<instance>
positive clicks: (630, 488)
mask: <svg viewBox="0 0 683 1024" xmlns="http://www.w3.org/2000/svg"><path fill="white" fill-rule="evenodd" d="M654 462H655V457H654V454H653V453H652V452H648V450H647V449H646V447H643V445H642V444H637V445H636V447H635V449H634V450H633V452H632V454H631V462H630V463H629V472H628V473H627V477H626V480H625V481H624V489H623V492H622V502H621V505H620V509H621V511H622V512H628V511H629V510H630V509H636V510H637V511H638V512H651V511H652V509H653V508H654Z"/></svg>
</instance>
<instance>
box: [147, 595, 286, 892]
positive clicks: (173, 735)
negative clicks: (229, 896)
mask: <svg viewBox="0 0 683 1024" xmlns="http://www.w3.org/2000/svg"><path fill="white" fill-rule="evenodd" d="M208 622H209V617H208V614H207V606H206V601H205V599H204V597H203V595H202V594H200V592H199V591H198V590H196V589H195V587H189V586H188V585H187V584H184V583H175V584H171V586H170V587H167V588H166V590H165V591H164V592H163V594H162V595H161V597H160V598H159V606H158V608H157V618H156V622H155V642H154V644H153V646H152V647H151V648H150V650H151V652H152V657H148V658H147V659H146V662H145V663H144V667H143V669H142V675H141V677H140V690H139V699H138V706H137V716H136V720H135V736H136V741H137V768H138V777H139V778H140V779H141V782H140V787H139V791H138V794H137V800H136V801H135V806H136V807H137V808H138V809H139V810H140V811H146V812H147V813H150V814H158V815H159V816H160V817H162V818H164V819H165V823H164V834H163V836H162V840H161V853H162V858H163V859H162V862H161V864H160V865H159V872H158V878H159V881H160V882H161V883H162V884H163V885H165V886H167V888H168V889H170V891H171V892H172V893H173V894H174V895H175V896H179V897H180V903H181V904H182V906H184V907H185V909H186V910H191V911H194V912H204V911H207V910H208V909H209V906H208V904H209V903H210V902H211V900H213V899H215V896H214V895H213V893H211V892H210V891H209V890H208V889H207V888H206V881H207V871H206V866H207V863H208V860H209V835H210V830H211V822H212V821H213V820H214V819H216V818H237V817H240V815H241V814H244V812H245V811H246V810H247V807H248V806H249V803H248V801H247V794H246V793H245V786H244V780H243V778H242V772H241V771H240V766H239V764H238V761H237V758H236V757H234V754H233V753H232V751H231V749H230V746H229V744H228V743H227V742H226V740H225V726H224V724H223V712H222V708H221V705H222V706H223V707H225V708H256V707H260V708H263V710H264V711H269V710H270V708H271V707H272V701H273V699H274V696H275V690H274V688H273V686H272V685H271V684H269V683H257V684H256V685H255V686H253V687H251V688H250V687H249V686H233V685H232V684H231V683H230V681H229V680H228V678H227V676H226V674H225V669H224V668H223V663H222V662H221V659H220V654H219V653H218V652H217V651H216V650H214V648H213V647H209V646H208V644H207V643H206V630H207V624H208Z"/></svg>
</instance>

★ ★ ★ ★

TASK INSTRUCTIONS
Set down these lines again, word for word.

SOLVED PROBLEM
<instance>
positive clicks: (630, 488)
mask: <svg viewBox="0 0 683 1024" xmlns="http://www.w3.org/2000/svg"><path fill="white" fill-rule="evenodd" d="M654 462H655V457H654V454H653V453H652V452H648V450H647V449H646V447H643V445H642V444H637V445H636V447H635V449H634V450H633V452H632V454H631V462H630V463H629V472H628V473H627V477H626V480H625V481H624V489H623V492H622V502H621V505H620V509H621V511H622V512H628V511H629V510H630V509H636V510H637V511H638V512H651V511H652V509H653V508H654Z"/></svg>
</instance>
<instance>
box: [147, 595, 286, 892]
positive clicks: (173, 735)
negative clicks: (229, 896)
mask: <svg viewBox="0 0 683 1024" xmlns="http://www.w3.org/2000/svg"><path fill="white" fill-rule="evenodd" d="M208 622H209V617H208V614H207V606H206V601H205V599H204V597H203V595H202V594H200V592H199V591H198V590H196V589H195V587H189V586H188V585H187V584H184V583H175V584H171V586H170V587H167V588H166V590H165V591H164V592H163V594H162V595H161V597H160V598H159V606H158V608H157V618H156V622H155V642H154V644H153V646H152V647H151V648H150V650H151V652H152V657H148V658H147V659H146V662H145V663H144V667H143V669H142V675H141V677H140V690H139V699H138V706H137V716H136V720H135V736H136V741H137V768H138V777H139V778H140V779H141V782H140V787H139V791H138V794H137V800H136V801H135V806H136V807H137V808H138V809H139V810H140V811H146V812H147V813H150V814H158V815H159V816H160V817H162V818H164V819H165V823H164V834H163V836H162V840H161V853H162V858H163V859H162V862H161V864H160V865H159V872H158V878H159V881H160V882H161V883H162V884H163V885H165V886H167V888H168V889H170V891H171V892H172V893H173V894H174V895H175V896H179V897H180V903H181V904H182V906H184V907H185V909H186V910H191V911H194V912H204V911H207V910H208V909H209V906H208V904H209V903H210V902H211V900H213V899H215V896H214V895H213V893H211V892H210V891H209V890H208V889H207V888H206V881H207V871H206V866H207V863H208V860H209V835H210V830H211V822H212V821H213V820H214V819H216V818H237V817H240V815H241V814H244V812H245V811H246V810H247V807H248V806H249V803H248V801H247V794H246V793H245V786H244V780H243V778H242V772H241V771H240V766H239V764H238V761H237V758H236V757H234V754H233V753H232V751H231V749H230V746H229V744H228V743H227V742H226V740H225V726H224V724H223V712H222V708H221V705H222V706H223V707H225V708H256V707H260V708H263V710H264V711H269V710H270V708H271V707H272V701H273V699H274V696H275V690H274V688H273V686H272V685H271V684H269V683H257V684H256V685H255V686H253V687H251V688H250V687H249V686H233V685H232V684H231V683H230V681H229V680H228V678H227V676H226V674H225V669H224V668H223V663H222V662H221V659H220V654H219V653H218V652H217V651H216V650H214V648H213V647H209V646H208V644H207V643H206V630H207V624H208Z"/></svg>
</instance>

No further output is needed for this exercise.